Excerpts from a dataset
•••••
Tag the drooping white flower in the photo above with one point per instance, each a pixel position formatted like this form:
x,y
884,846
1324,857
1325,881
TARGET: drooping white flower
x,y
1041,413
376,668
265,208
•••••
● Exercise goal: Nothing should be omitted or altered. Retype the records exactly.

● Result below:
Tag the drooping white flower in the photo above with one point per instance, each a pixel position formatted like this form:
x,y
884,846
1324,857
1325,881
TARGET: drooping white flower
x,y
1041,413
376,668
265,208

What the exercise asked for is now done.